*Stored items*.
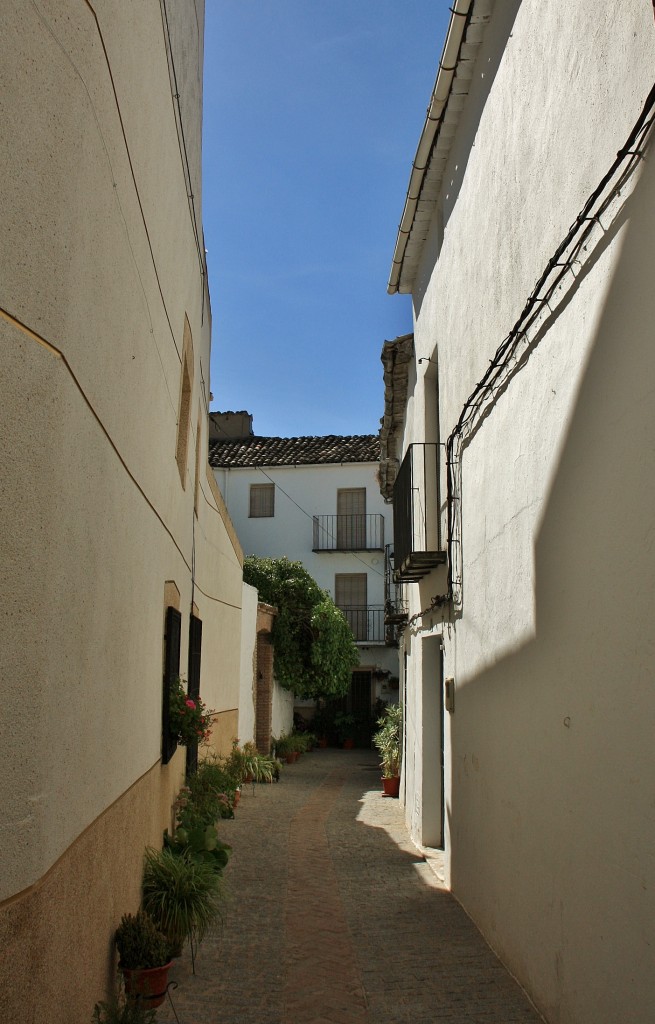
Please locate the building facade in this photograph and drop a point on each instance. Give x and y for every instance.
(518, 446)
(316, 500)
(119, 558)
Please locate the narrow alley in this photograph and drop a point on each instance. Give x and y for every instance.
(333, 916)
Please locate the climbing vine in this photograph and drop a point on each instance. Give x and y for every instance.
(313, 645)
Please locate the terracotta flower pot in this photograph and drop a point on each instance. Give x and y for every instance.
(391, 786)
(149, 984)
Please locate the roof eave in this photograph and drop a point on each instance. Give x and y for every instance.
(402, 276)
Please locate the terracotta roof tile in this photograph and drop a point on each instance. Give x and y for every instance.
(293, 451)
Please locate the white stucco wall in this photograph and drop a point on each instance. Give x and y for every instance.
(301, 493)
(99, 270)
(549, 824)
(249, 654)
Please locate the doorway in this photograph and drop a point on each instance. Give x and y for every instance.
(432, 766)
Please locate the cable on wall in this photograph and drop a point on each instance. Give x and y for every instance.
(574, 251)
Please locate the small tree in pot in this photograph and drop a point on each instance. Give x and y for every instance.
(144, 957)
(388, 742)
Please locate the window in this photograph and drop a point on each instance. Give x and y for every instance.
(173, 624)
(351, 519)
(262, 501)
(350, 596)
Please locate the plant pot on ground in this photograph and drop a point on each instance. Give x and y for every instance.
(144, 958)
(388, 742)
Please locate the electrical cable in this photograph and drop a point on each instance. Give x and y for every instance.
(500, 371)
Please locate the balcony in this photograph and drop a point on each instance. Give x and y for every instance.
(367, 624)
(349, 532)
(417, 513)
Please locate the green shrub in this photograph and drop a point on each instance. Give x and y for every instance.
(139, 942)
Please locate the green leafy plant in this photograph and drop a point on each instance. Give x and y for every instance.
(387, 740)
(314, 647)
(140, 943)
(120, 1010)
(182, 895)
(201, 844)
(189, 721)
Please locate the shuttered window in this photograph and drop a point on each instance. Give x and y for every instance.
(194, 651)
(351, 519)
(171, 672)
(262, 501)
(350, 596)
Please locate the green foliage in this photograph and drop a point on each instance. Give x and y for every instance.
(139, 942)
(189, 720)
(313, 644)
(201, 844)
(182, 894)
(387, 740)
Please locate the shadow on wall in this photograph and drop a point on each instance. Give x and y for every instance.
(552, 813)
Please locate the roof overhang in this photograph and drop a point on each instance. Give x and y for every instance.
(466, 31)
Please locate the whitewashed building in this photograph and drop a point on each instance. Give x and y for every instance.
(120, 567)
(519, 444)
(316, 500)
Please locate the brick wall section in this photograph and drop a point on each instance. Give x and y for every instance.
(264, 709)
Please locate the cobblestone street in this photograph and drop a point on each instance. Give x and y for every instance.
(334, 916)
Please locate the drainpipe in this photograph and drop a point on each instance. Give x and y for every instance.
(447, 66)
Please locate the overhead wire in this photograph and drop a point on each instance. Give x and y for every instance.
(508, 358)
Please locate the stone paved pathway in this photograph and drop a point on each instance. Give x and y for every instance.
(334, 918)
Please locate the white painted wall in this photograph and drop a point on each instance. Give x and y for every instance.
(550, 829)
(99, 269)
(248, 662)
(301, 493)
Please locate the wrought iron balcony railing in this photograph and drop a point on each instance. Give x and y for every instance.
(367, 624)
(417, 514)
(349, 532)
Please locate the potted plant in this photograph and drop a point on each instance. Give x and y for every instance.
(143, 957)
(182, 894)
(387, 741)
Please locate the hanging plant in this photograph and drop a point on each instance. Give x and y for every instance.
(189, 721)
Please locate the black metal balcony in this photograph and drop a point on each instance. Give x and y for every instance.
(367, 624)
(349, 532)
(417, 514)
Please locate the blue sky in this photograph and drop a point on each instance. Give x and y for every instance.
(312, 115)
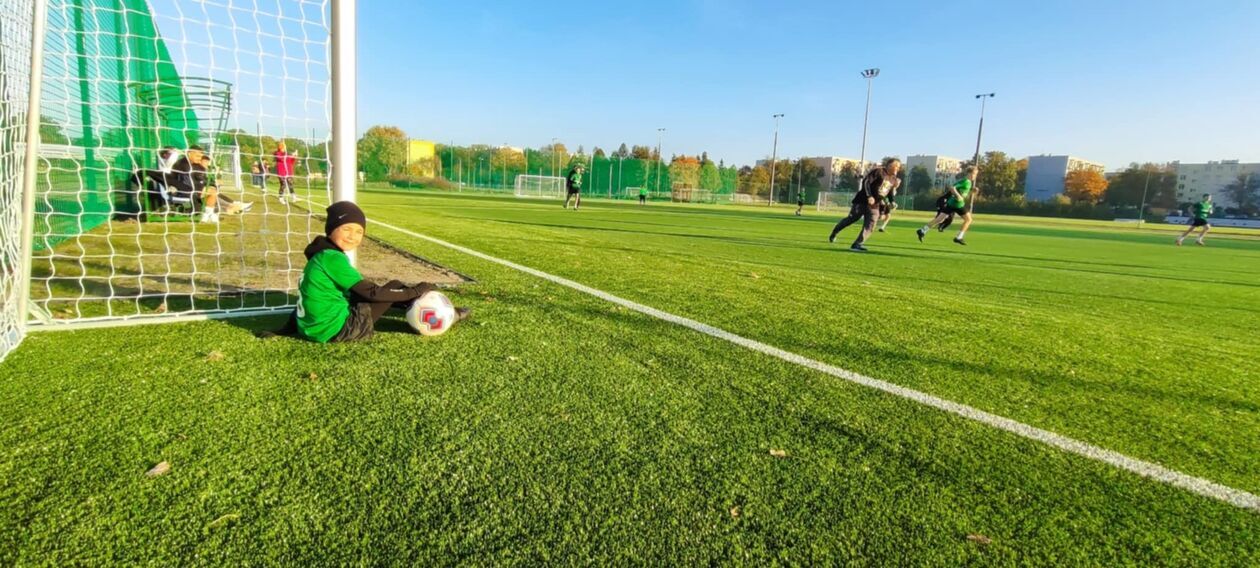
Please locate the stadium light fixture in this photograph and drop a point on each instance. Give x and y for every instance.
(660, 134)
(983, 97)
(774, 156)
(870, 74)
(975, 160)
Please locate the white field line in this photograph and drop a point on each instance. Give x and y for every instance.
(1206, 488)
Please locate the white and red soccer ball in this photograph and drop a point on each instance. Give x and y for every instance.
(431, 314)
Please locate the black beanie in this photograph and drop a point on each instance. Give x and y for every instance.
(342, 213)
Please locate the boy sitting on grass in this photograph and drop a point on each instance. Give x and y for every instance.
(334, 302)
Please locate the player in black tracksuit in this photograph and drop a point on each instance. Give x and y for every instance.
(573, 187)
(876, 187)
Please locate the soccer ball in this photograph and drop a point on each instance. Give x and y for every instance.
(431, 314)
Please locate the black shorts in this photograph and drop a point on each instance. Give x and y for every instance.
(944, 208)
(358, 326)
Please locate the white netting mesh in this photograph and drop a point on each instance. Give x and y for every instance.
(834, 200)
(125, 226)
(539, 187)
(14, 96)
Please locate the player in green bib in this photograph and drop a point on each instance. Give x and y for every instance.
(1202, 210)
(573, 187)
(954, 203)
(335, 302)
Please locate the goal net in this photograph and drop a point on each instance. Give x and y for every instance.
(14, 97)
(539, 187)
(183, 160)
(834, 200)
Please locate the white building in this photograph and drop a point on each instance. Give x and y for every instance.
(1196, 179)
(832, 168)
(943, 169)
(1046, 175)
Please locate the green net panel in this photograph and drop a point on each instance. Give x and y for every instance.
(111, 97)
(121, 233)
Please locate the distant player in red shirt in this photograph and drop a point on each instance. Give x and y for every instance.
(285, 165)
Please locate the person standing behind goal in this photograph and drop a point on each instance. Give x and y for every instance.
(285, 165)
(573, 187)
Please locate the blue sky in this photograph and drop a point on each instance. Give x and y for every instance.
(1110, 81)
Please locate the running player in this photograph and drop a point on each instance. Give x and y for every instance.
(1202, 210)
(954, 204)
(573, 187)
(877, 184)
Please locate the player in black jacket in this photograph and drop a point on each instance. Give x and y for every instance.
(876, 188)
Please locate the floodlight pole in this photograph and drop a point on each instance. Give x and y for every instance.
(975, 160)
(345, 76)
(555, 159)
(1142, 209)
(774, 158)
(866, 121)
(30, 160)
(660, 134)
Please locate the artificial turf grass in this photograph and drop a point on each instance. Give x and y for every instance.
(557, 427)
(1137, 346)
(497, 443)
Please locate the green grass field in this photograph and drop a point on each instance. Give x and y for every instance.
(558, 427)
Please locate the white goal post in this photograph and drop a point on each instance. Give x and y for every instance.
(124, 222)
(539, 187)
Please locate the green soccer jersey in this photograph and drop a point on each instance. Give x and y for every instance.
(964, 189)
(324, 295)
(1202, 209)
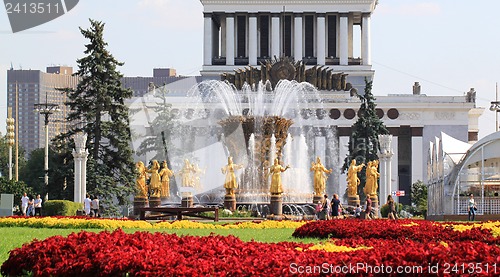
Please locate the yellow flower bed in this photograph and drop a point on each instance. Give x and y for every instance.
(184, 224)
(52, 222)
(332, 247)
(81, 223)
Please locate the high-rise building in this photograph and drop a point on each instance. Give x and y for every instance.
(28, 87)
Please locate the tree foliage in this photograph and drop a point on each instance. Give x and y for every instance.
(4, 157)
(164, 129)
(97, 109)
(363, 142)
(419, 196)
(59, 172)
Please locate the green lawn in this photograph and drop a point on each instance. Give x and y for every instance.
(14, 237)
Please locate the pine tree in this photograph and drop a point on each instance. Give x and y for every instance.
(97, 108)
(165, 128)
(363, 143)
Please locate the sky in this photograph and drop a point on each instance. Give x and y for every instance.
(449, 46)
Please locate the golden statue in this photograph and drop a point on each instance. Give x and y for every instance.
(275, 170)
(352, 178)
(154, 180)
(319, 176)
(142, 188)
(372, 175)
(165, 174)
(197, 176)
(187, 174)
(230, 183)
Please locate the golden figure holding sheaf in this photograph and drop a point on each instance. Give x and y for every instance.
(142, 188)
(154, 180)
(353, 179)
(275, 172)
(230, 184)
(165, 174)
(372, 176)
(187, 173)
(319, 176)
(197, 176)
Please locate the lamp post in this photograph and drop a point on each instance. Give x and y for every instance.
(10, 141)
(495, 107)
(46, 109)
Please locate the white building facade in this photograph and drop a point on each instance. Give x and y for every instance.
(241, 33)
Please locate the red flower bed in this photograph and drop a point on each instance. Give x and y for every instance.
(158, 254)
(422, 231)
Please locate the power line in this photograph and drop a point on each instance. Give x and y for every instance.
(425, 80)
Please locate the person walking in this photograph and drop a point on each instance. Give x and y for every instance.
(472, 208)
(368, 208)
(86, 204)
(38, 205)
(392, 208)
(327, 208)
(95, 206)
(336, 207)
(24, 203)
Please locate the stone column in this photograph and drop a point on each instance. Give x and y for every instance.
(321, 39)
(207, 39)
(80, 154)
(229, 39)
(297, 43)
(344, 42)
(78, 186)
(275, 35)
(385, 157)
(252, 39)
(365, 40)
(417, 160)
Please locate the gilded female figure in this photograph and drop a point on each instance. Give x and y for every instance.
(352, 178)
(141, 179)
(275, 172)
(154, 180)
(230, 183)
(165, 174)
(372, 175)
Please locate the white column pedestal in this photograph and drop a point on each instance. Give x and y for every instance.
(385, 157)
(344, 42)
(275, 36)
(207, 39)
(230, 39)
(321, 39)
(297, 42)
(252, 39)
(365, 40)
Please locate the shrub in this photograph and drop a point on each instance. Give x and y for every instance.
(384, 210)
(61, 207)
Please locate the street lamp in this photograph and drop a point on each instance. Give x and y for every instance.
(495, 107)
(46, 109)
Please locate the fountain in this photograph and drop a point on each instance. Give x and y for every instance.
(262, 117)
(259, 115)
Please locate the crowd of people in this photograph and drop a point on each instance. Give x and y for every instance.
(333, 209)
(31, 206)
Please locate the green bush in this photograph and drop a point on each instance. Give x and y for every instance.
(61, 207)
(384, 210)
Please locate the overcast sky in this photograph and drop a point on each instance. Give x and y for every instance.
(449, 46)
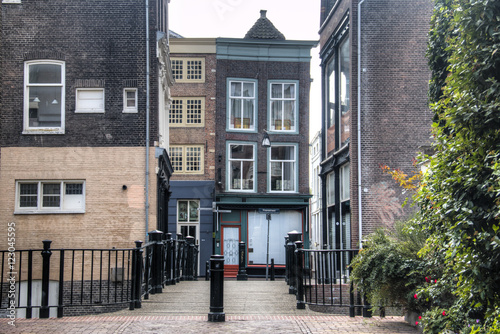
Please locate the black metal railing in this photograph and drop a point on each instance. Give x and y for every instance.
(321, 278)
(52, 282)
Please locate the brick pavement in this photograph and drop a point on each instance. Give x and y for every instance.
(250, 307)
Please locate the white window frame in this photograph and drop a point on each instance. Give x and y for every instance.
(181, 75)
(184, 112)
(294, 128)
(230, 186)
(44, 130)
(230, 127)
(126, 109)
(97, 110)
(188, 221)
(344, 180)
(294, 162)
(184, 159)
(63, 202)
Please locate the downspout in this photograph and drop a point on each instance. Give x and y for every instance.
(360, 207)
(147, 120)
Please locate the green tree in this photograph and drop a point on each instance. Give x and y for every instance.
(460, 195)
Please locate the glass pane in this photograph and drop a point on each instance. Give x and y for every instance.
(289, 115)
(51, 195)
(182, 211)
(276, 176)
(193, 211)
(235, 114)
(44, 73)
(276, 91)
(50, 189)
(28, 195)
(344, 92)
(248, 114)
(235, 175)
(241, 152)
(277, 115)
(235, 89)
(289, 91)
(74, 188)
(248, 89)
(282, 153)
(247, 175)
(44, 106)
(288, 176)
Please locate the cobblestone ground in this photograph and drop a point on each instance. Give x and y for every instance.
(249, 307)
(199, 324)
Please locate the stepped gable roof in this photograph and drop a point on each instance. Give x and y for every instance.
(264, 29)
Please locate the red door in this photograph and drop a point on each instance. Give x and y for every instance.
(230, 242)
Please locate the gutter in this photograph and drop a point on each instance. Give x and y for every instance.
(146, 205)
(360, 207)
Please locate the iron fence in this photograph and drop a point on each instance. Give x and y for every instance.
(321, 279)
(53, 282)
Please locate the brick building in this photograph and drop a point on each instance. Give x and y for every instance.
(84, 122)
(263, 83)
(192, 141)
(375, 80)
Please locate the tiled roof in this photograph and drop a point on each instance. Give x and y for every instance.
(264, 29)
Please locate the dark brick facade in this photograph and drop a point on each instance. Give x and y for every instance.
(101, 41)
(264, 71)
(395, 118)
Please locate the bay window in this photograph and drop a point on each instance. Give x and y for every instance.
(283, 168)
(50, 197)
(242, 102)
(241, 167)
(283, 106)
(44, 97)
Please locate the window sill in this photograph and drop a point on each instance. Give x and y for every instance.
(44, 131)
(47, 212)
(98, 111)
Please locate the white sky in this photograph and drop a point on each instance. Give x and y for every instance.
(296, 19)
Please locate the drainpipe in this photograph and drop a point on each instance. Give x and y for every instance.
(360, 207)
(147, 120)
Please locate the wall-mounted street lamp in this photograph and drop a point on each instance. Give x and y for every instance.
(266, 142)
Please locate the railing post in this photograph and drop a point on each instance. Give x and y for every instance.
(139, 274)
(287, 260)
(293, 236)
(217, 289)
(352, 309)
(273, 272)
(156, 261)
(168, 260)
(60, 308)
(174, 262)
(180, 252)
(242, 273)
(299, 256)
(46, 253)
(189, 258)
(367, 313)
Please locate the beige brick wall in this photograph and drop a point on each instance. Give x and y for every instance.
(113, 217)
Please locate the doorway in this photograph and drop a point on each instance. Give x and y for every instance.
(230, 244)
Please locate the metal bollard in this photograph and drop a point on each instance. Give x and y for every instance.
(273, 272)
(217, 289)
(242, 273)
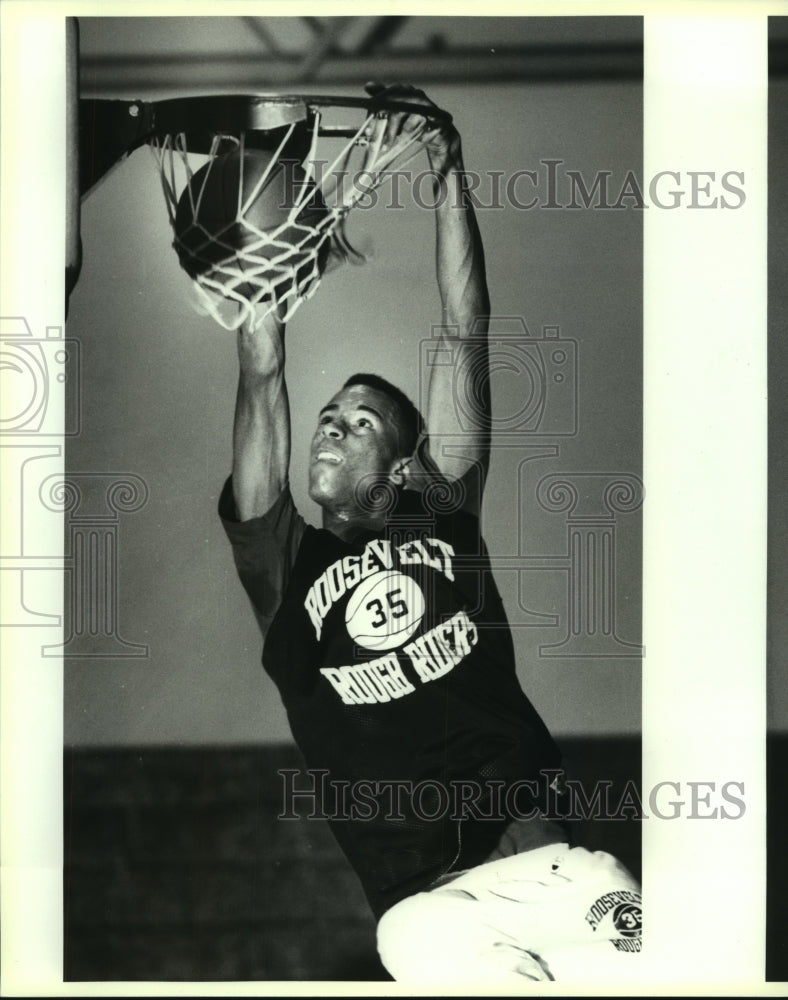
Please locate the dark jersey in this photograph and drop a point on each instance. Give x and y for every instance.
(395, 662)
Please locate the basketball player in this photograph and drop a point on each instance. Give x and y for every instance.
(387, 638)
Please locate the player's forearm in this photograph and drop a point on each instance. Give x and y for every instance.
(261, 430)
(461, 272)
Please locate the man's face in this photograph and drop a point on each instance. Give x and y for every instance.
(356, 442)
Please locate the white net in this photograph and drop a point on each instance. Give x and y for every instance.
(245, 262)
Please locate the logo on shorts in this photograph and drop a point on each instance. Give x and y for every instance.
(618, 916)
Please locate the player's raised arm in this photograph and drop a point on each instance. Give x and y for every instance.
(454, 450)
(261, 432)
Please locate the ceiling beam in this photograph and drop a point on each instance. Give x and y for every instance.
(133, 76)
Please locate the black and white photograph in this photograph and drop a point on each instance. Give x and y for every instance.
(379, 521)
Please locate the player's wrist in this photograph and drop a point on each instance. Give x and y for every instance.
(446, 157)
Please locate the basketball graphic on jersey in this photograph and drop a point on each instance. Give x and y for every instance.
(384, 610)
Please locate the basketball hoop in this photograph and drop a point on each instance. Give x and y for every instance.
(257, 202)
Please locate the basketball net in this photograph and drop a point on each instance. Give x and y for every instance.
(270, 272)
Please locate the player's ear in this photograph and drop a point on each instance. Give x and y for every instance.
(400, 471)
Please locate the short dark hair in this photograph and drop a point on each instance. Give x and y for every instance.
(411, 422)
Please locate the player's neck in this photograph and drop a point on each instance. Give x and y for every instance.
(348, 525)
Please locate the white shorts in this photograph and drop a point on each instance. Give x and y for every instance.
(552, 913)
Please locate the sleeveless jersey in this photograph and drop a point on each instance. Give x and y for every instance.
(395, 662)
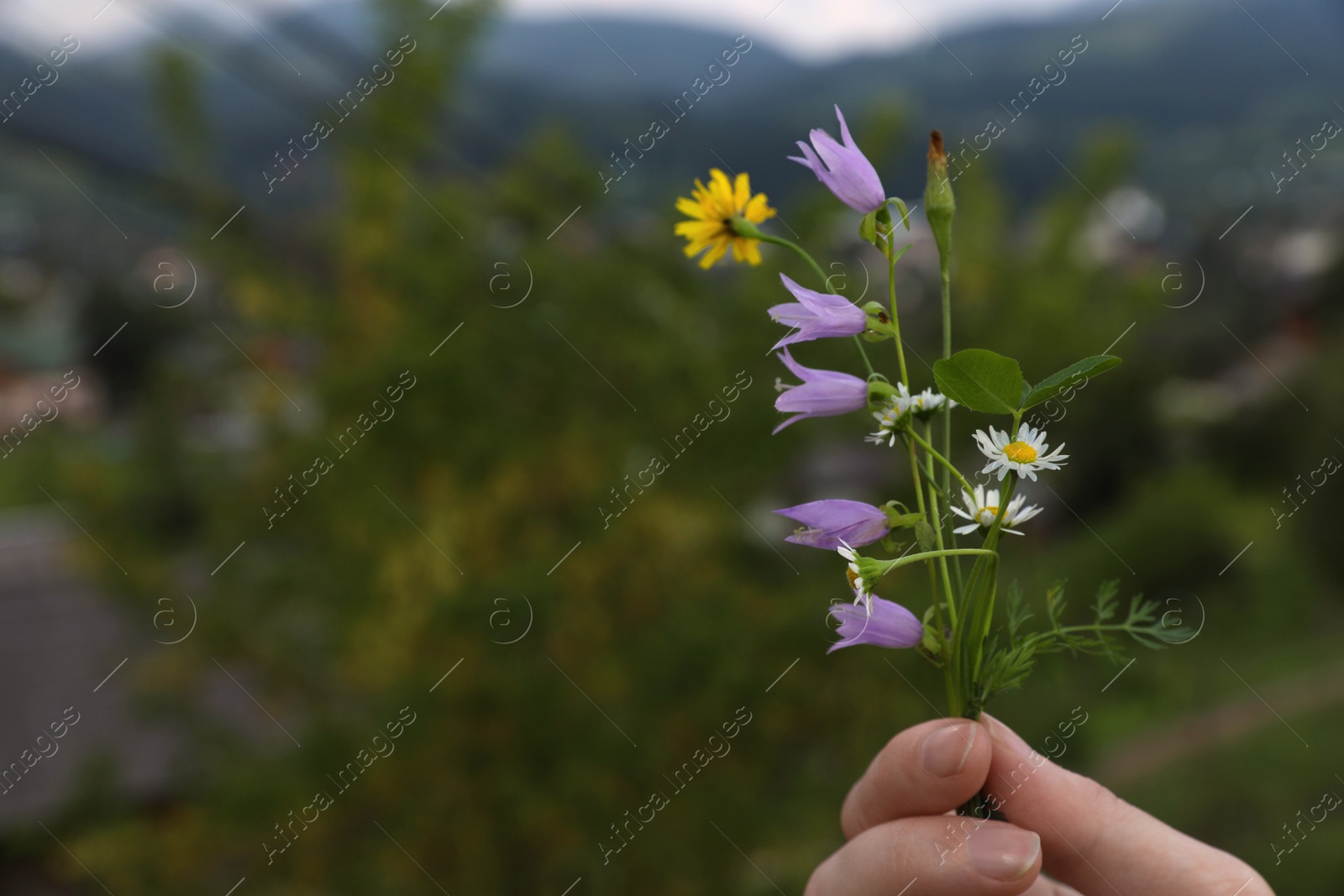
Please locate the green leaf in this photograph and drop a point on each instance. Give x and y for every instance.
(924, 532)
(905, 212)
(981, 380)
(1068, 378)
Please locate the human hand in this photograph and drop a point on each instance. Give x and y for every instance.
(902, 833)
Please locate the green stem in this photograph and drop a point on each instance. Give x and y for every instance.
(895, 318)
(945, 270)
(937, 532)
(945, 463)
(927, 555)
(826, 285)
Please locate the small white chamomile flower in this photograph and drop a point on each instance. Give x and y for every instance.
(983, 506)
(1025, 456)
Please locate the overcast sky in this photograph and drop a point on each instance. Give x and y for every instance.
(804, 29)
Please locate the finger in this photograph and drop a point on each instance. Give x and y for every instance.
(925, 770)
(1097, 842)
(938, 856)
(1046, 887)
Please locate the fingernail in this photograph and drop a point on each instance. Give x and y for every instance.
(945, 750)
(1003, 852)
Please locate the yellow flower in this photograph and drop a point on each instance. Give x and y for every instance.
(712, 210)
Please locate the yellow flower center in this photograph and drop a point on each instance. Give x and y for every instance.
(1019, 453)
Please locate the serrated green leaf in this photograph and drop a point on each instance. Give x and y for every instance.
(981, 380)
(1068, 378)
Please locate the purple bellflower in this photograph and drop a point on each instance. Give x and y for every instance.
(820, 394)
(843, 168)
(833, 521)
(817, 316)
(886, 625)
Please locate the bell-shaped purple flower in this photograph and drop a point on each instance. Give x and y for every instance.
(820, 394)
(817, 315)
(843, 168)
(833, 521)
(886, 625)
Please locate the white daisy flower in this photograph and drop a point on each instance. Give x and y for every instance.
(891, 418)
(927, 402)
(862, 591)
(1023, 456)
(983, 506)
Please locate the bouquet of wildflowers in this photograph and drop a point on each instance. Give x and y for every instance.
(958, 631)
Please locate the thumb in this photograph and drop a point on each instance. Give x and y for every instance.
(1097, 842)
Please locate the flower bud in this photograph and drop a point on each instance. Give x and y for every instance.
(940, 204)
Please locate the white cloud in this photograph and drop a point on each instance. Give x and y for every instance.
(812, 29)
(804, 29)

*SET TASK*. Retype only the lines running from the line with "Please locate the purple" to the end of the listing, including both of those lines.

*OUTPUT FOR THIS EXERCISE*.
Please locate the purple bellflower in this photograph and drop a point on each instance. Give x and y for every instance.
(820, 394)
(843, 168)
(833, 521)
(817, 316)
(886, 625)
Please locate the bell-shaped purple flower in this photograph and drop a point on each instance. Give x and y for every instance.
(820, 394)
(817, 315)
(843, 168)
(833, 521)
(886, 625)
Please locate the white daisy flower in this photograph and drop a point on each instance. Give x and y for every instance.
(891, 418)
(927, 402)
(862, 591)
(1023, 456)
(983, 506)
Please locate the bouquet of wildflowers in this photograph and drop a point on each instance. Give x and y for every instance.
(958, 631)
Please locate the thumb in this photograph and drop a point on each instance. Give x and y for every instance.
(1097, 842)
Please locate the flower bud in this photograph and drop a point on each instance. Give x and y for every instance.
(940, 204)
Please locate the white cloud in this photograph and drop a point on each instance. Give x and y for every instance.
(812, 29)
(804, 29)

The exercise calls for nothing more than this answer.